» **Task requirements**: Pull every line that includes the word "apple" out of the data below and copy it.

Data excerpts

● ● ● ● ● ● ●

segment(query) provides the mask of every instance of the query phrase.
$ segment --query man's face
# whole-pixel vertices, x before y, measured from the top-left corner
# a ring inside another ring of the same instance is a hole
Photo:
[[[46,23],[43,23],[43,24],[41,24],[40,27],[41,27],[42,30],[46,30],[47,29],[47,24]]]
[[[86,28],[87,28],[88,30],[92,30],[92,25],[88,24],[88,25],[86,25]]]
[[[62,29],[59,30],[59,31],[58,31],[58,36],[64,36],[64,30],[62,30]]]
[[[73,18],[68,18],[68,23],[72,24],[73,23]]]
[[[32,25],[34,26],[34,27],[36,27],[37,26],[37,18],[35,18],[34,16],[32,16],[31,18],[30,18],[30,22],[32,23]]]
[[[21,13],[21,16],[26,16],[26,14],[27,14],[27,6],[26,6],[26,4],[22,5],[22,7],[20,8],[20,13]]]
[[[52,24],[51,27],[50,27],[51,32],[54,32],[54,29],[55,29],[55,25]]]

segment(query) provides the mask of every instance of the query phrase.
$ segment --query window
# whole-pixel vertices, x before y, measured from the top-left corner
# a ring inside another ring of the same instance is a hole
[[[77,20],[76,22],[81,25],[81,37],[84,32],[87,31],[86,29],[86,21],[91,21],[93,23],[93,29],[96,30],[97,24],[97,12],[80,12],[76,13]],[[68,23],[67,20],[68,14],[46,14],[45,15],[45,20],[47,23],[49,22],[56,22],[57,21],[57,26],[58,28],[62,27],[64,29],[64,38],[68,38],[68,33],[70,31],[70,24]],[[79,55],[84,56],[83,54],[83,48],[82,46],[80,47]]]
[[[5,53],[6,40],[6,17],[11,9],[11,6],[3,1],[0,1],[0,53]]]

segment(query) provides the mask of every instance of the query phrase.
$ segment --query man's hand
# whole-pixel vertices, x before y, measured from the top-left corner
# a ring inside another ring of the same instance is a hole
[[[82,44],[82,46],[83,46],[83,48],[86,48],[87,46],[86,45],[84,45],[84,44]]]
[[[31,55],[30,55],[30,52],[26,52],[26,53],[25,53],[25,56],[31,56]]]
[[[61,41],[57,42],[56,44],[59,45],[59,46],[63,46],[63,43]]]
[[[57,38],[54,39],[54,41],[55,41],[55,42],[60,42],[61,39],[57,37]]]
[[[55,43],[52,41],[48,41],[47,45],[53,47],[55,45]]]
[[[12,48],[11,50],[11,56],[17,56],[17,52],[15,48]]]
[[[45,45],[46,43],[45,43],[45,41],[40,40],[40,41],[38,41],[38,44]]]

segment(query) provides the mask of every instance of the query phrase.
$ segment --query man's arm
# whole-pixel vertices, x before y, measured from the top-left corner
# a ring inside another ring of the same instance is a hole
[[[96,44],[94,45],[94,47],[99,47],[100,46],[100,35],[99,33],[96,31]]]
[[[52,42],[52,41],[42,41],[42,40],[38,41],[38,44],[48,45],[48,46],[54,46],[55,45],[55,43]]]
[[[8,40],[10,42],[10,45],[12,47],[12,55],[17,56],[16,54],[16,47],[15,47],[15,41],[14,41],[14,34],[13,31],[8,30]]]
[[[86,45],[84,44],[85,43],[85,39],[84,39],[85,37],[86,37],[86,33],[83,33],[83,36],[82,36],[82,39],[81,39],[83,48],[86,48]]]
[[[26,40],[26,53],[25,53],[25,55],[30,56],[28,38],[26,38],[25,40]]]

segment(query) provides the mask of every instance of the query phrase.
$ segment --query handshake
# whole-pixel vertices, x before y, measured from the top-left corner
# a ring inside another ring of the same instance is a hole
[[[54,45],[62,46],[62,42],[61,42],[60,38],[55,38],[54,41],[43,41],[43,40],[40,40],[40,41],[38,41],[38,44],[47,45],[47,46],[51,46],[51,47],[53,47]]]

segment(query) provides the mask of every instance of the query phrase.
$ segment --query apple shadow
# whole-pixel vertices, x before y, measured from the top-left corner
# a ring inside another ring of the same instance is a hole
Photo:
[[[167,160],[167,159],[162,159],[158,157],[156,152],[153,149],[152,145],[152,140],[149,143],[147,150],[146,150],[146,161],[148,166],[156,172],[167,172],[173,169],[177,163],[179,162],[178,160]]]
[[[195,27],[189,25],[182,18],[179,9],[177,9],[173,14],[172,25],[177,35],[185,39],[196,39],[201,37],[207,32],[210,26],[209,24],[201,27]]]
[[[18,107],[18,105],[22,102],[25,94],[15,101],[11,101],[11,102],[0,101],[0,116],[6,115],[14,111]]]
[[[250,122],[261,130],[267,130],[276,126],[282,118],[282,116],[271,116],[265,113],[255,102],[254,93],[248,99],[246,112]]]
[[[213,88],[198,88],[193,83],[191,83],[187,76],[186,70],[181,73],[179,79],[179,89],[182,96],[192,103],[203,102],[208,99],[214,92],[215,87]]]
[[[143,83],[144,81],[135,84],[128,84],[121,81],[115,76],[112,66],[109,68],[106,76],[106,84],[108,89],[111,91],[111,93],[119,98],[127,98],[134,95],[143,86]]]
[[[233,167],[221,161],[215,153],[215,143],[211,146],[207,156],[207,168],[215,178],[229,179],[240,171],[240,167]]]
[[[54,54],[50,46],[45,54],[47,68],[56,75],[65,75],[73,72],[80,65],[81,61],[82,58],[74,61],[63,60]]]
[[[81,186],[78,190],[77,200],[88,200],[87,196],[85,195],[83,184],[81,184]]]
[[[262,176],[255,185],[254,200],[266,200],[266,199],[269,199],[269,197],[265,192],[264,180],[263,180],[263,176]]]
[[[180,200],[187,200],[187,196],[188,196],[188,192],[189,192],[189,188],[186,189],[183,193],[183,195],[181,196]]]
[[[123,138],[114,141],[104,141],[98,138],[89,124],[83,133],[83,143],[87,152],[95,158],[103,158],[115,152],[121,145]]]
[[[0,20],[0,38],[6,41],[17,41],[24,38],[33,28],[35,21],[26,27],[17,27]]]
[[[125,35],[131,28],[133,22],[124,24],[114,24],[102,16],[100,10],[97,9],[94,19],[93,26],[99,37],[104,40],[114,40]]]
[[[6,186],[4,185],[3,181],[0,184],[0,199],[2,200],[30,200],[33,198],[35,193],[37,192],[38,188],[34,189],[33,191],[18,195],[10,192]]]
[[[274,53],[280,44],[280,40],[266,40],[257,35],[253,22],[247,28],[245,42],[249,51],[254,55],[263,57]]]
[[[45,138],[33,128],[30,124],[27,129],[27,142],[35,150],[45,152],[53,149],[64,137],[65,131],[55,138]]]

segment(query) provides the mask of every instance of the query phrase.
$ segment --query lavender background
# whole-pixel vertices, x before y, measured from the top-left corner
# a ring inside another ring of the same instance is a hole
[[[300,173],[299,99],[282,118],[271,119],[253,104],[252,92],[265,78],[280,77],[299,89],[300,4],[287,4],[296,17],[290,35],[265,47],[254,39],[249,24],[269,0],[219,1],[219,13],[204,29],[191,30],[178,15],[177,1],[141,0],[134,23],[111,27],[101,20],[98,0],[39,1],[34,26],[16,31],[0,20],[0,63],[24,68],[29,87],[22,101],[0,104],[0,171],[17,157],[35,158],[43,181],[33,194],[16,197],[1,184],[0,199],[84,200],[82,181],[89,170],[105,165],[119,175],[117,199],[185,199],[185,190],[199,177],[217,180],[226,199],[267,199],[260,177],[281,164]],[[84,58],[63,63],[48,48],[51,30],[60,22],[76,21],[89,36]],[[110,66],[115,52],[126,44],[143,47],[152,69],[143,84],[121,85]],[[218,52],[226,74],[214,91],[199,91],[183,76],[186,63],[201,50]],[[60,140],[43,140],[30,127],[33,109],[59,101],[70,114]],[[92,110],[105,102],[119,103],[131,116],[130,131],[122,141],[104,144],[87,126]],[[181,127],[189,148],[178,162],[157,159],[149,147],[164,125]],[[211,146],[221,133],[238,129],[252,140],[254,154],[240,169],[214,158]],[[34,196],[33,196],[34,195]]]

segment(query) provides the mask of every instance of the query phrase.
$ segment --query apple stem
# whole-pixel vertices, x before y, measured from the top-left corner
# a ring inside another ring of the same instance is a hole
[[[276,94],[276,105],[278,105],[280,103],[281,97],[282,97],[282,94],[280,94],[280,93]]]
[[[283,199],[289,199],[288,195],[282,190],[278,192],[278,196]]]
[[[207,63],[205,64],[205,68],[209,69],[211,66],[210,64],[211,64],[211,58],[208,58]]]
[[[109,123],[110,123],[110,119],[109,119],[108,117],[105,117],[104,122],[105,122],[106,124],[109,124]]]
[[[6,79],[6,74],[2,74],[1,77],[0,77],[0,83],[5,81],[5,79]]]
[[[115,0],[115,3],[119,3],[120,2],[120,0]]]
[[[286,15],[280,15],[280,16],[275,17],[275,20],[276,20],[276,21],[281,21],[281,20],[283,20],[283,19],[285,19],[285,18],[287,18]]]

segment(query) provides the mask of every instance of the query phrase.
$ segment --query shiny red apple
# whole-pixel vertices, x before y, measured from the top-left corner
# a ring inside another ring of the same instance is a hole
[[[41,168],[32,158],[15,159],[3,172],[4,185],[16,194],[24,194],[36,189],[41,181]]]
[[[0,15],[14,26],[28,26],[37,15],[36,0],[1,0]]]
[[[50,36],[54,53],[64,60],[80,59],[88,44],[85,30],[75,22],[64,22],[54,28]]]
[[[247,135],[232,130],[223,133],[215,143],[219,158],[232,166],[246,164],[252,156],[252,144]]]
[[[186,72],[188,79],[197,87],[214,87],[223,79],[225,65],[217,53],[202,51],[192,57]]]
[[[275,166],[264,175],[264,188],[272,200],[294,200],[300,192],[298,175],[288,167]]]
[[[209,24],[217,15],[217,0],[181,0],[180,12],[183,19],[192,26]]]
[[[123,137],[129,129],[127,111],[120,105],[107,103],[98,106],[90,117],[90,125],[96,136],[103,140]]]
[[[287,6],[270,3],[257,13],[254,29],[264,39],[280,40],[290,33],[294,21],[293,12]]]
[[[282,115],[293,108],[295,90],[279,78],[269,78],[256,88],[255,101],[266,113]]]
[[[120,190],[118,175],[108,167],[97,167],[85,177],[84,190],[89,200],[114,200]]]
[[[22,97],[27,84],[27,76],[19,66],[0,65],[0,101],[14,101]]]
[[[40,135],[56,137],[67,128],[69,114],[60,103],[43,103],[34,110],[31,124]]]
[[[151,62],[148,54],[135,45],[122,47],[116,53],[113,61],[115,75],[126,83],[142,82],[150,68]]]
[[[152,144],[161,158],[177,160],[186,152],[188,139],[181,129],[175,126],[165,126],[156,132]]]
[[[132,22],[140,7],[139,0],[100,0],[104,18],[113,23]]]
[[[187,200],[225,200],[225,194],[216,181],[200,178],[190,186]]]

● ● ● ● ● ● ●

» **Output of the exercise**:
$ segment --query apple shadow
$ segment --query apple stem
$ segment --query shiny red apple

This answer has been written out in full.